> _WHAT YOU HAVE TO DO_:
Rescale the lines from the one containing "If you would be so good as to mark the lavender" through the end of the records, and output only those lines, requests included. Multiply each x and y coordinate in the answers by 0.65 and round to the nearest whole number, rounding halves up.

> _MATERIAL SHOWN_:
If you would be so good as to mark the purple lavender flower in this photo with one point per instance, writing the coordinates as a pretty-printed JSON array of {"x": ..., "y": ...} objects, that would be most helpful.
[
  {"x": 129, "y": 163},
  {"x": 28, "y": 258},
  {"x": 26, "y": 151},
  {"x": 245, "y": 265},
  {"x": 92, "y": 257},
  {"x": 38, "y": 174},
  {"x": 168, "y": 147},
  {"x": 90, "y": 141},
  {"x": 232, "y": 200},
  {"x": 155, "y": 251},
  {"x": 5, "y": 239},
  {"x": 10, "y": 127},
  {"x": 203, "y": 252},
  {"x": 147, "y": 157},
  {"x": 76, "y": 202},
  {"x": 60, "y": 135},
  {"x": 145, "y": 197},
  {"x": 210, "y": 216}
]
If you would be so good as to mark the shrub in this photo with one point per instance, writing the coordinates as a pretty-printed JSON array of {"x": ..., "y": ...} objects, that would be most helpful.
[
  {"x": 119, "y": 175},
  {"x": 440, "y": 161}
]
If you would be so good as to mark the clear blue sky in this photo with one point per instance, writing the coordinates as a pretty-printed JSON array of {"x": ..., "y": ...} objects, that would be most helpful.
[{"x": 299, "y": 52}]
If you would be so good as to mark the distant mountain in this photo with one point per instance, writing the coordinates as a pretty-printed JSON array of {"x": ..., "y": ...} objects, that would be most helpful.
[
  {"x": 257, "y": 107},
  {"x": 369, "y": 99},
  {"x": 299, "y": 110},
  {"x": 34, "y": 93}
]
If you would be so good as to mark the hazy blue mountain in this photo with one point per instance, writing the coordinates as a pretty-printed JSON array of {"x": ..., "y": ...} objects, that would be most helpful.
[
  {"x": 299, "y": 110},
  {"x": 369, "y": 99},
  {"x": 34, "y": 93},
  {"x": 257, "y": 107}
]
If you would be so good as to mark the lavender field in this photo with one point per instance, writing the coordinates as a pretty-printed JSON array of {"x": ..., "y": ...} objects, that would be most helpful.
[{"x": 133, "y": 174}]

> _EXPECTED ANSWER_:
If you would be so good as to mark the lavender field in this photo with one point per instance, writing the coordinates as a pretty-printed JSON array of {"x": ..., "y": ...} objects, that would be most helpful.
[{"x": 86, "y": 113}]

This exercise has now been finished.